[[ Exercise input, beginning ]]

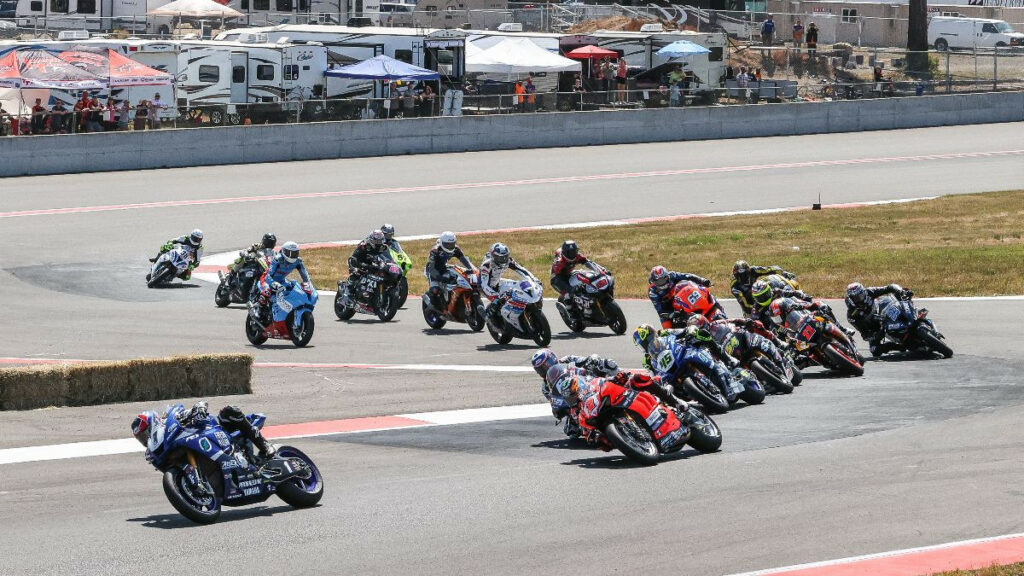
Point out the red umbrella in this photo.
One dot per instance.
(591, 53)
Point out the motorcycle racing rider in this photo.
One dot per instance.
(283, 263)
(262, 249)
(366, 257)
(660, 291)
(147, 427)
(566, 258)
(860, 312)
(496, 262)
(743, 277)
(437, 272)
(194, 246)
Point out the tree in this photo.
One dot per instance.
(916, 38)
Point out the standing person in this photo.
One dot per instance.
(38, 117)
(621, 74)
(767, 31)
(812, 40)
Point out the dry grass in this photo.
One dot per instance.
(957, 246)
(1009, 570)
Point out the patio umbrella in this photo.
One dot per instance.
(682, 48)
(591, 52)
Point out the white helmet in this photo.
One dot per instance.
(290, 251)
(446, 241)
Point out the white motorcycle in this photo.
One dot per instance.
(171, 263)
(521, 316)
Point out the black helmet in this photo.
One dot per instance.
(569, 249)
(269, 240)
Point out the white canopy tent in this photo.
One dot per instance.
(517, 55)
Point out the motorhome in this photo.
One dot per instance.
(947, 32)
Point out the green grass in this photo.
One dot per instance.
(965, 245)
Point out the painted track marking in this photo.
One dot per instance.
(501, 183)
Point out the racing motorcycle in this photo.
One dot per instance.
(406, 263)
(237, 285)
(690, 298)
(206, 468)
(289, 316)
(521, 316)
(169, 264)
(464, 303)
(818, 340)
(595, 303)
(909, 327)
(376, 292)
(642, 427)
(677, 363)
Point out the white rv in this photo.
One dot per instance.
(949, 32)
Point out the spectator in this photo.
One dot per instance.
(767, 31)
(622, 72)
(59, 121)
(141, 115)
(38, 117)
(812, 40)
(798, 34)
(155, 107)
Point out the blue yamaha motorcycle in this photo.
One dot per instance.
(206, 468)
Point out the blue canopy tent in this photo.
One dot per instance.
(681, 48)
(385, 69)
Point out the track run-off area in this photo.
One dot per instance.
(436, 454)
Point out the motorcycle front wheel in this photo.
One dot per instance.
(632, 439)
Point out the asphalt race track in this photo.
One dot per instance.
(916, 452)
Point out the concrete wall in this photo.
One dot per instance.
(165, 149)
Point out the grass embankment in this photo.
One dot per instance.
(1008, 570)
(953, 246)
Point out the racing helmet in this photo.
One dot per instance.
(762, 293)
(143, 424)
(543, 360)
(658, 278)
(644, 335)
(857, 295)
(290, 251)
(500, 253)
(570, 250)
(269, 240)
(446, 242)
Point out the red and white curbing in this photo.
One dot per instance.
(286, 432)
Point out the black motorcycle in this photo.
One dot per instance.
(236, 286)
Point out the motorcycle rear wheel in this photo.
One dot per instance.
(842, 362)
(432, 317)
(934, 343)
(255, 334)
(623, 433)
(768, 375)
(708, 395)
(187, 506)
(301, 493)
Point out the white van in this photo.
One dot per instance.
(948, 32)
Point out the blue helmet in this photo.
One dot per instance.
(543, 360)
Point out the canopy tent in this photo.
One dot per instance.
(681, 48)
(117, 69)
(195, 8)
(383, 68)
(591, 52)
(518, 55)
(39, 69)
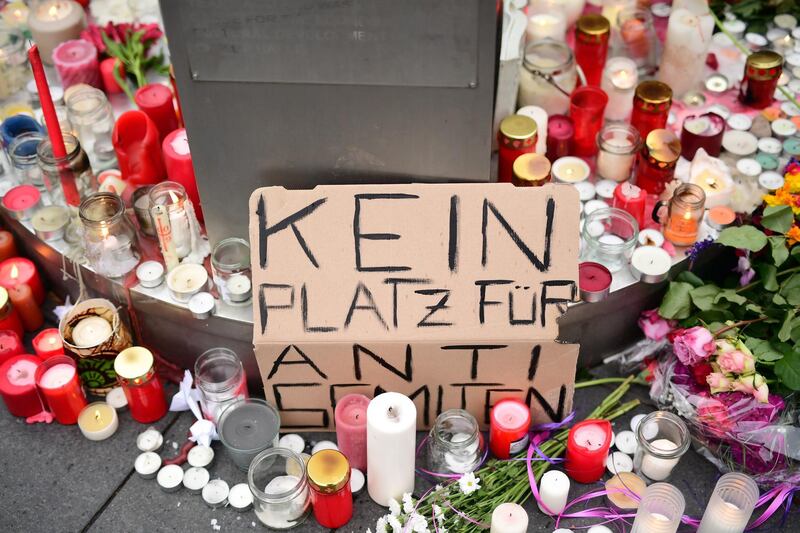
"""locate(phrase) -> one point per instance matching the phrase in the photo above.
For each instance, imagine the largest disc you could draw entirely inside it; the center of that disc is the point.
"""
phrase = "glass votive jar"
(685, 212)
(93, 119)
(657, 160)
(221, 380)
(230, 267)
(67, 179)
(109, 240)
(172, 196)
(609, 237)
(660, 510)
(455, 443)
(663, 439)
(731, 504)
(618, 145)
(247, 427)
(277, 479)
(587, 107)
(547, 76)
(24, 159)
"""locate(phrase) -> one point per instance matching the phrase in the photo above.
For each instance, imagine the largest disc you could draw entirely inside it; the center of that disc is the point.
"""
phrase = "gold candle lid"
(132, 363)
(328, 471)
(593, 24)
(654, 92)
(663, 146)
(531, 170)
(518, 127)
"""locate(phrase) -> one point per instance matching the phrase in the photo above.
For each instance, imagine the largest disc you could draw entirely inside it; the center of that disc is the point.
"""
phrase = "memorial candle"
(18, 385)
(58, 382)
(351, 429)
(391, 447)
(48, 343)
(509, 423)
(587, 449)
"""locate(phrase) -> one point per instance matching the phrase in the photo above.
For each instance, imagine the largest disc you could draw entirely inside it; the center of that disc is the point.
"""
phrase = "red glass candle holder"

[[ Exercise input, end ]]

■ Work to be completed ■
The records above, copied word for word without the pictures, are what should be output.

■ Problem solution ■
Point out the red umbrella in this photo.
One dot per instance.
(591, 53)
Point out the motorcycle racing rider in this photo.
One dot per instance.
(283, 263)
(262, 249)
(366, 257)
(660, 291)
(147, 427)
(566, 258)
(860, 312)
(496, 262)
(743, 277)
(437, 272)
(194, 246)
Point out the tree in this photo.
One dot per instance.
(916, 38)
Point out the standing person in this photo.
One dot per instance.
(38, 117)
(621, 74)
(767, 31)
(812, 40)
Point out the dry grass in this photo.
One dot per instance.
(957, 246)
(1009, 570)
Point out the patio umbrella in this photo.
One dot per instance.
(682, 48)
(591, 52)
Point out the white helmet in this photo.
One dot per instance.
(290, 251)
(446, 241)
Point out the white motorcycle in this photo.
One dot per instance.
(171, 263)
(521, 316)
Point out the black helmet in this photo.
One dot per instance.
(569, 249)
(269, 240)
Point out the white canopy tent in this photo.
One dot per instance.
(517, 55)
Point out the motorhome in this photo.
One dot per instance.
(947, 32)
Point out the green grass in this photo.
One dot per instance.
(965, 245)
Point out the painted track marking in this photo.
One dot per instance.
(501, 183)
Point out the racing motorcycle in this photo.
One dot per instance.
(406, 263)
(237, 285)
(690, 298)
(206, 468)
(289, 316)
(521, 316)
(169, 264)
(464, 303)
(818, 340)
(595, 303)
(909, 327)
(376, 292)
(642, 427)
(677, 363)
Point out the white rv in this photo.
One dot per instance.
(949, 32)
Point out the spectator in this photo.
One dot per instance.
(767, 31)
(622, 72)
(59, 121)
(141, 115)
(38, 117)
(812, 40)
(798, 34)
(155, 107)
Point out the blue yamaha motorcycle in this photo.
One dot per instance.
(206, 468)
Point out the blue canopy tent in this photo.
One dot per instance.
(681, 48)
(385, 69)
Point out the track run-off area in this photo.
One dot per instance.
(436, 454)
Point out the motorcycle front wheel in this photo.
One dot per instance.
(632, 439)
Point out the asphalt race track in this photo.
One dot per instance.
(916, 452)
Point out the concrete wall in this photo.
One dot per instance.
(165, 149)
Point out the grass embankment in this photo.
One dot per instance.
(1008, 570)
(953, 246)
Point out the racing helmet in this photo.
One dot per instance.
(762, 293)
(143, 424)
(543, 360)
(658, 278)
(644, 335)
(857, 295)
(290, 251)
(500, 253)
(570, 250)
(269, 240)
(446, 242)
Point out the red and white curbing in this photo.
One dot per instance.
(286, 432)
Point out the black motorcycle in this photo.
One dot per instance.
(236, 286)
Point out the motorcycle rear wheel in this photo.
One dot per instance.
(842, 362)
(432, 317)
(934, 343)
(255, 334)
(623, 433)
(768, 375)
(708, 395)
(187, 506)
(301, 493)
Point out the white van in this photo.
One dot per instance.
(948, 32)
Point out the blue helmet in this photo.
One dot per instance.
(543, 360)
Point out the canopy tent in this photo.
One dot per instance.
(681, 48)
(117, 69)
(195, 8)
(383, 68)
(591, 52)
(518, 55)
(39, 69)
"""locate(phrase) -> one point per instance matching the phrase in the photo above.
For each instance, imagine the largest disc you could draw entirely inside it; the center of that disc is the point.
"""
phrase = "glass votive jar"
(685, 212)
(93, 119)
(657, 160)
(221, 380)
(230, 267)
(67, 179)
(109, 240)
(172, 196)
(609, 237)
(660, 510)
(455, 443)
(663, 439)
(731, 504)
(618, 145)
(247, 427)
(277, 479)
(587, 107)
(547, 76)
(24, 159)
"""locate(phrase) -> one point per instance matching the phrase in the photo above.
For each instance, imagine the largest disc you could draw entirely inside it; the center of that disc is the point.
"""
phrase = "gold candle lid"
(132, 363)
(328, 471)
(593, 24)
(654, 92)
(663, 146)
(531, 170)
(518, 127)
"""locate(phrase) -> one point per instance matching the phrase in the photo above.
For each instance, imagine the largest disc you could draw entirely inside it; the center of that disc is the point.
"""
phrase = "memorial candle"
(18, 385)
(58, 382)
(351, 429)
(391, 447)
(48, 343)
(509, 423)
(587, 449)
"""locate(phrase) -> one point per instance matching the phrase in the photo above.
For each instance, imagine the largest disc you could draw entirely inside it; the center of that disc is the point.
"""
phrase = "red glass candle holder"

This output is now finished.